Given instruction: Reproduce the data word for word, beginning with the first line and ending after the line containing "166;230;414;400", including both of those lines.

Dataset:
START

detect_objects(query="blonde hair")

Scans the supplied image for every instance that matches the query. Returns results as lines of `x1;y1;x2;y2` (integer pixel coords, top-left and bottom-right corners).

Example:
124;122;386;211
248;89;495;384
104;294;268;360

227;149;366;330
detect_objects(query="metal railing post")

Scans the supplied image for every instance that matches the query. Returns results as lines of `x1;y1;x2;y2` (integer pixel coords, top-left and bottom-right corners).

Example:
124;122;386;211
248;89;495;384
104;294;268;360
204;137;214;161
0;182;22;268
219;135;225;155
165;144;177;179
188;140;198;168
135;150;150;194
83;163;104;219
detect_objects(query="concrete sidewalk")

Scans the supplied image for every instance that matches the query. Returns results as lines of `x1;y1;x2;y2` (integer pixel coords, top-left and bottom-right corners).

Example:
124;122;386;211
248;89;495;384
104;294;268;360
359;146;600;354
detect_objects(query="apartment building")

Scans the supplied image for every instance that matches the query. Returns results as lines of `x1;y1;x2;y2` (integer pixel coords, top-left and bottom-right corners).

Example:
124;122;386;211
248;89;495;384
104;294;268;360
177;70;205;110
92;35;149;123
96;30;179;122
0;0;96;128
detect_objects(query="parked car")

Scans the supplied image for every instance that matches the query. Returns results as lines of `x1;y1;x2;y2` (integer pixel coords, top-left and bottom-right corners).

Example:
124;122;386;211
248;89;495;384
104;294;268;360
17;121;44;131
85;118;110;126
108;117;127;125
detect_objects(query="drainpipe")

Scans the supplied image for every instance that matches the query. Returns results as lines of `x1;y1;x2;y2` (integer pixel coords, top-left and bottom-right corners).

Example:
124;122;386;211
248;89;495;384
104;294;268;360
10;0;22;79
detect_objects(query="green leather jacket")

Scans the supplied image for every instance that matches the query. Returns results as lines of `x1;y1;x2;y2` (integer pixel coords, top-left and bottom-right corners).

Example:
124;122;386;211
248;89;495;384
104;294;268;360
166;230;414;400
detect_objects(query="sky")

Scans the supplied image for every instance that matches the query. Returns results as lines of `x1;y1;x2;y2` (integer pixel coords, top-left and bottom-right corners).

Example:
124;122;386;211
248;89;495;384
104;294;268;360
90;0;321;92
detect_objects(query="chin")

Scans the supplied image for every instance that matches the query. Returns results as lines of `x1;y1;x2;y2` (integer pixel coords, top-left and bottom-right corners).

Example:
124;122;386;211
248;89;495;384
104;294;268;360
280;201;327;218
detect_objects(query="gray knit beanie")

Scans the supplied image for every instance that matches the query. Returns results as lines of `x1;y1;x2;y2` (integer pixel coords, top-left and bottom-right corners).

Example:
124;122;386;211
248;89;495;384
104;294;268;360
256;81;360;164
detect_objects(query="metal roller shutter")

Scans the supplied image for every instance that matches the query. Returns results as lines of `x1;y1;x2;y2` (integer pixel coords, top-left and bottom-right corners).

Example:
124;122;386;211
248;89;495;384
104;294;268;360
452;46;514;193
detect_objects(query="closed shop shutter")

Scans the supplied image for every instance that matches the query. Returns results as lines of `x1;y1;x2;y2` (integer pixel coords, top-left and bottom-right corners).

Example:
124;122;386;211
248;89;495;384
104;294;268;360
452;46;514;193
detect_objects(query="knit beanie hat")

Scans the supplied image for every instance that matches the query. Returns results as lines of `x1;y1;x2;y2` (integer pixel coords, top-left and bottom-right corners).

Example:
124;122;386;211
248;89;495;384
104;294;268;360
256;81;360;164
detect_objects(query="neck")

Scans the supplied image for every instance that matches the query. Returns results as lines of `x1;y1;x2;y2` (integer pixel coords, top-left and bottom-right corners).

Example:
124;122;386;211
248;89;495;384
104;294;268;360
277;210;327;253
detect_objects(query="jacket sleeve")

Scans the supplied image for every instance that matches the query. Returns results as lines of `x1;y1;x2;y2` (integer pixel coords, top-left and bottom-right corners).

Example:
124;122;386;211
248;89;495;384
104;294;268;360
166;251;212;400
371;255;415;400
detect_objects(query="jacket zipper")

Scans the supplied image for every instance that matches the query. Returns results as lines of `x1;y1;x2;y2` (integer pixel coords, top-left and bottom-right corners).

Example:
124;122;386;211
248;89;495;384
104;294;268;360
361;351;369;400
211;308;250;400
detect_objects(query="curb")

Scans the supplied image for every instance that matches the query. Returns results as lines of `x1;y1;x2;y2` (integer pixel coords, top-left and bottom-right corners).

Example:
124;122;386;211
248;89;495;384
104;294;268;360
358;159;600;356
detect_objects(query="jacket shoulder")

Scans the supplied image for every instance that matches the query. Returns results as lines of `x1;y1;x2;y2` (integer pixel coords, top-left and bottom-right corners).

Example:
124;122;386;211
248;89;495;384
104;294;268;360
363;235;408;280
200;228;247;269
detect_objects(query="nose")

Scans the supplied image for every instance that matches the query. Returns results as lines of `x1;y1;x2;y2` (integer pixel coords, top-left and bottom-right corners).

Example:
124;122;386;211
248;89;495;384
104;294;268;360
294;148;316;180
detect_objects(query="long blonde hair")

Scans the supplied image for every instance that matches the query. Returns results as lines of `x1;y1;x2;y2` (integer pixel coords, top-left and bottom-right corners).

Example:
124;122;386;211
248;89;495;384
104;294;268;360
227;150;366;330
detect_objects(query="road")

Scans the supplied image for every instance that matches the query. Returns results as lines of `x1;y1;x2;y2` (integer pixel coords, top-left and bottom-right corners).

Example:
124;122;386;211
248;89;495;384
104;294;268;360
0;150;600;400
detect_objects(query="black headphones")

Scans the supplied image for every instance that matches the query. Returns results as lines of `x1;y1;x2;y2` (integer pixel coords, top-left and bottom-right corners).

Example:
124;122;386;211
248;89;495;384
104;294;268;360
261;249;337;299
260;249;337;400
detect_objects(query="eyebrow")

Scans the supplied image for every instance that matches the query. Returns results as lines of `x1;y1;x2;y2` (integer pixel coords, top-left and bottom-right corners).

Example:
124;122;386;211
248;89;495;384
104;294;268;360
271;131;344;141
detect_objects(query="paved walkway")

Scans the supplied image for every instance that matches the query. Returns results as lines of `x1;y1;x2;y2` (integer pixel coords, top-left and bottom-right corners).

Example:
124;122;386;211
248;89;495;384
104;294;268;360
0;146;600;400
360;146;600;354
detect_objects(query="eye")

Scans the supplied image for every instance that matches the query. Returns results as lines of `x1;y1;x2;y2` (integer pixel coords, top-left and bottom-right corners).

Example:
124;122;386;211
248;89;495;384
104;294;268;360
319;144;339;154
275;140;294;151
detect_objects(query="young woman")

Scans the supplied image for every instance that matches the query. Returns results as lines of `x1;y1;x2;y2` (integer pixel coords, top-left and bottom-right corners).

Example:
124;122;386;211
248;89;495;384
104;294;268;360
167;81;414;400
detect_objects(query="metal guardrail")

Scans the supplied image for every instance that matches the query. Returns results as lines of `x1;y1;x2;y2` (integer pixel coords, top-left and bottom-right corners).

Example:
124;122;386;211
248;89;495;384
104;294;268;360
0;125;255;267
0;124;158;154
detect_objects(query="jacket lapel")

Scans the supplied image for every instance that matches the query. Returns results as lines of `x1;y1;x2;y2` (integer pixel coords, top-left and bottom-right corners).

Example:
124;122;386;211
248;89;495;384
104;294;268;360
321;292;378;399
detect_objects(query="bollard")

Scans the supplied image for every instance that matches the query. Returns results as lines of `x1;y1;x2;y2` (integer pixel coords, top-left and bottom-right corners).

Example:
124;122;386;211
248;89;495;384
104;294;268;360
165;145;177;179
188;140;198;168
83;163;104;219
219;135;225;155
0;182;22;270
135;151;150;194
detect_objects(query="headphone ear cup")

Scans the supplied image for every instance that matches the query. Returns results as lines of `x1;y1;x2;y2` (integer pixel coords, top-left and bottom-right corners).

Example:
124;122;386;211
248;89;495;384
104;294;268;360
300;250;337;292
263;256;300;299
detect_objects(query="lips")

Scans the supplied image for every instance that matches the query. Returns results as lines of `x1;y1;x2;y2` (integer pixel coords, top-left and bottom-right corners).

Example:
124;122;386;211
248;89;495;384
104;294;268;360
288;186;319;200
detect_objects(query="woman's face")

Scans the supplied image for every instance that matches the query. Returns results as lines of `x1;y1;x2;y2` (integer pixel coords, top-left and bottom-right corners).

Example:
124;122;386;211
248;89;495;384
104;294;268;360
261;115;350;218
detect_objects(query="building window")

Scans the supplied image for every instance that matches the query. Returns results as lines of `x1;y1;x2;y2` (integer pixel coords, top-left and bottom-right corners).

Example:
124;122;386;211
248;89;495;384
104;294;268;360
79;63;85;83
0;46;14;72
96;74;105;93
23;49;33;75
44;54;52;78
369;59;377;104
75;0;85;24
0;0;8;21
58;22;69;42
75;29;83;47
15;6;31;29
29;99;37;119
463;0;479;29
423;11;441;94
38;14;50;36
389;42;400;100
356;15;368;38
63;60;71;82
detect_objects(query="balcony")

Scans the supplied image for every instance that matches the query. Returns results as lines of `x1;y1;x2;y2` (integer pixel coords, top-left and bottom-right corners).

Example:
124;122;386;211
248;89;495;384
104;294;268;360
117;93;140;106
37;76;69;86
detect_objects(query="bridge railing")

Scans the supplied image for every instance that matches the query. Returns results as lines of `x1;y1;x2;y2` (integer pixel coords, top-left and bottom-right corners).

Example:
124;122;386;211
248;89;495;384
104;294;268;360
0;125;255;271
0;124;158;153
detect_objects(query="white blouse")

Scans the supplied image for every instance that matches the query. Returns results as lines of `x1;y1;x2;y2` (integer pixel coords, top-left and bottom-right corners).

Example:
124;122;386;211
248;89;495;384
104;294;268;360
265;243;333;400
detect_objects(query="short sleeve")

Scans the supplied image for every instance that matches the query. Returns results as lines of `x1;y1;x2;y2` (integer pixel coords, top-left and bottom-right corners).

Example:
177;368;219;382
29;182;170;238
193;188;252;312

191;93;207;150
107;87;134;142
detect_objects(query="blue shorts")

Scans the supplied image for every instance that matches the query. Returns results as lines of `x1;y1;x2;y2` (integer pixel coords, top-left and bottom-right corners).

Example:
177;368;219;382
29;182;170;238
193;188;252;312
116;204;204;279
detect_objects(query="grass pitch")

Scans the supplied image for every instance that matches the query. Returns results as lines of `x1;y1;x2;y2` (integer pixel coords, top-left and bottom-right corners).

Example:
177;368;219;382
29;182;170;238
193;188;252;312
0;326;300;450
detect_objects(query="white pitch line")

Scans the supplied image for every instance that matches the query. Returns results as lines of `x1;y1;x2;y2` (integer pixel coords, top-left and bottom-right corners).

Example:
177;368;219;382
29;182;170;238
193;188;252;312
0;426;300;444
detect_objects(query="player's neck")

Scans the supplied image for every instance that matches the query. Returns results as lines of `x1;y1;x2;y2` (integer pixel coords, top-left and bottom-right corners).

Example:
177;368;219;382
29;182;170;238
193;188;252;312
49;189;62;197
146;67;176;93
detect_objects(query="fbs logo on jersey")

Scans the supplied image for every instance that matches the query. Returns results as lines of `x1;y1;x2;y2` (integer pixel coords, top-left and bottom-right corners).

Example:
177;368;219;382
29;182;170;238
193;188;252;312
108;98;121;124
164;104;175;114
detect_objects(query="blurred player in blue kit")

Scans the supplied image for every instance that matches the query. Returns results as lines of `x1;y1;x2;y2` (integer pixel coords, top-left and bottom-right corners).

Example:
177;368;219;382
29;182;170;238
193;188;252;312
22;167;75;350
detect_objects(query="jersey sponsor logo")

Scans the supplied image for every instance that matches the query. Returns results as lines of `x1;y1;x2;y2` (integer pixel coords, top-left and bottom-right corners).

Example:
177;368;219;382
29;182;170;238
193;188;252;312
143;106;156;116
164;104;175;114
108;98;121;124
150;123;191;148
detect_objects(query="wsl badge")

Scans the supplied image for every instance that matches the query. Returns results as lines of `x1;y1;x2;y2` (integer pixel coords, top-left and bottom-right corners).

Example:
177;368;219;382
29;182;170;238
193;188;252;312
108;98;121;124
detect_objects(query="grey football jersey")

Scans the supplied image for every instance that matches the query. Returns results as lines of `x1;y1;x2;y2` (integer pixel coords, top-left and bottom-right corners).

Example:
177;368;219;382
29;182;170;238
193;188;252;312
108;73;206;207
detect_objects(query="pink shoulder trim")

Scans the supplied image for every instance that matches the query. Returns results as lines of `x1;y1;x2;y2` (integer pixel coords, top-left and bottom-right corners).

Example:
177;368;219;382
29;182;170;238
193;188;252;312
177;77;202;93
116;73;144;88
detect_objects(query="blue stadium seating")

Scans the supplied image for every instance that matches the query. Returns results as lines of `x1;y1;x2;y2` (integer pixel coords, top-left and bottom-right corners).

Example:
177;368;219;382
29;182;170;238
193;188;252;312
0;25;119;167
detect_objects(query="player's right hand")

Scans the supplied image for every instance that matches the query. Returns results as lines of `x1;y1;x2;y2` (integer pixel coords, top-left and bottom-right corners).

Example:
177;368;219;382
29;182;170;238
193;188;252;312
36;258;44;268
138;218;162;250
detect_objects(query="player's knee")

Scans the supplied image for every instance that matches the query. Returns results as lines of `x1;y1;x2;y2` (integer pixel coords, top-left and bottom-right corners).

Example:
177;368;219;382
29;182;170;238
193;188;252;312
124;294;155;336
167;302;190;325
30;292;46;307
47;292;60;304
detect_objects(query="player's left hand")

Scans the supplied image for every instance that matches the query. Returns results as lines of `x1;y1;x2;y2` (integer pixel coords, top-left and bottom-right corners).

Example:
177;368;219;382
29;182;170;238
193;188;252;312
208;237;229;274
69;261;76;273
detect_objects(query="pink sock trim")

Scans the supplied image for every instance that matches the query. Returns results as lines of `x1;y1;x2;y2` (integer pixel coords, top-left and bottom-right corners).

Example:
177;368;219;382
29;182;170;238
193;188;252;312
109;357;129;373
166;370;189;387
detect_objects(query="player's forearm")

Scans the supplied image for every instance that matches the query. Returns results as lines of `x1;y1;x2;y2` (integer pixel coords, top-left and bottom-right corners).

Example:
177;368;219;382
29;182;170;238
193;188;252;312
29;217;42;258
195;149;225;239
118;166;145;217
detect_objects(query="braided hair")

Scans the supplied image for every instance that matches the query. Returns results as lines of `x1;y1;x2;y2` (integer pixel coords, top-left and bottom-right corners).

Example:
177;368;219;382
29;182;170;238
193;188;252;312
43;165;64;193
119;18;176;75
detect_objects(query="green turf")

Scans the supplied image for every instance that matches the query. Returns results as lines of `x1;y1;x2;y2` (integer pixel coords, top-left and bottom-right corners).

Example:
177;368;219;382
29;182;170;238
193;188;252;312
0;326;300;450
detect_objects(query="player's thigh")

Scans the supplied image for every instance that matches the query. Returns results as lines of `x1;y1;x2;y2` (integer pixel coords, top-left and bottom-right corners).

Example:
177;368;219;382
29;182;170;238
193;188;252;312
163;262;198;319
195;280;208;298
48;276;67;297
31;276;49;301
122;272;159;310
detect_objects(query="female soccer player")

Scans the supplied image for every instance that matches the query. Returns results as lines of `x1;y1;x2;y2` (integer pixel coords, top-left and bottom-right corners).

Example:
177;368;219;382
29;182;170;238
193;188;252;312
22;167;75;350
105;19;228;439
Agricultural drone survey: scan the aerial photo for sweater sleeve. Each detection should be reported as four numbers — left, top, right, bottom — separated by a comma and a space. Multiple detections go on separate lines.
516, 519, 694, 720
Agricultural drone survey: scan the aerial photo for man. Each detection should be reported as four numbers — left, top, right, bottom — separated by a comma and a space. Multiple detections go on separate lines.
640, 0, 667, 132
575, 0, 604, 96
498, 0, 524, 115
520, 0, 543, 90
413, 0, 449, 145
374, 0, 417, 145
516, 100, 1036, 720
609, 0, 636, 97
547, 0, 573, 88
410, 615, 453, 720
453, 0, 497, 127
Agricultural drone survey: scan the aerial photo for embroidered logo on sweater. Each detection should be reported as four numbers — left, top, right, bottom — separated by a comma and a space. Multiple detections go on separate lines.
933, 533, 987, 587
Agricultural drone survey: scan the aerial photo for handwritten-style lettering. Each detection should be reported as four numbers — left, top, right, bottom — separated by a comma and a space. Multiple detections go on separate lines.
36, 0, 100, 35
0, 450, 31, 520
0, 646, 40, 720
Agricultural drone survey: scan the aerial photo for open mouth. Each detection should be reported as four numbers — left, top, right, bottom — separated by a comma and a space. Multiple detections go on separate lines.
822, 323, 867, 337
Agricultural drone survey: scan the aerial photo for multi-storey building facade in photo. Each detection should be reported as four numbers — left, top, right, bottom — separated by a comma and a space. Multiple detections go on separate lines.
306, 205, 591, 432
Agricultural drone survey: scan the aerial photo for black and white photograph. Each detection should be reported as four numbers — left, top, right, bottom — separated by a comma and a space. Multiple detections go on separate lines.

END

The solution:
detect_objects(query="blonde hair")

Scans the supplied image for every instance that matches the query. Returns results as lines of `x1;y1;x2;y2` (integer pixel coords, top-left and bottom-right corners).

Example:
124;122;386;211
248;89;495;384
104;294;268;360

227;149;366;330
detect_objects(query="metal railing post")

Scans the supplied image for every instance that matches the query. Returns results as lines of `x1;y1;x2;y2` (integer pixel coords, top-left and bottom-right corners).

Example:
124;122;386;211
248;89;495;384
104;294;268;360
204;137;214;161
0;182;22;268
219;135;225;155
165;144;177;179
188;140;198;168
135;150;150;194
83;163;104;219
detect_objects(query="concrete sidewalk")

Scans the supplied image for every instance that matches the query. Returns results as lines of `x1;y1;x2;y2` (integer pixel coords, top-left and bottom-right corners).

Example:
124;122;386;211
248;89;495;384
104;294;268;360
359;146;600;354
detect_objects(query="apartment building")

Scans the supplied image for every instance that matches the query. Returns results as lines of `x1;y1;x2;y2` (integer pixel coords, top-left and bottom-right corners).

Example:
124;122;386;211
248;89;495;384
104;294;268;360
177;70;205;110
92;35;149;123
96;30;179;122
0;0;96;128
detect_objects(query="parked car")

Scans the supplied image for every instance that matches the query. Returns results as lines of `x1;y1;x2;y2` (integer pixel coords, top-left and bottom-right corners).

Example:
124;122;386;211
248;89;495;384
104;294;268;360
17;121;44;131
85;118;110;126
108;117;127;125
detect_objects(query="drainpipe")

Scans the supplied image for every instance that matches the query. Returns results as lines of `x1;y1;x2;y2` (integer pixel coords, top-left and bottom-right corners).

Example:
124;122;386;211
248;89;495;384
104;294;268;360
10;0;22;79
detect_objects(query="green leather jacket")

Scans the supplied image for every instance that matches the query. Returns results as lines of `x1;y1;x2;y2` (integer pixel coords, top-left and bottom-right corners).

Example:
124;122;386;211
248;89;495;384
104;294;268;360
166;230;414;400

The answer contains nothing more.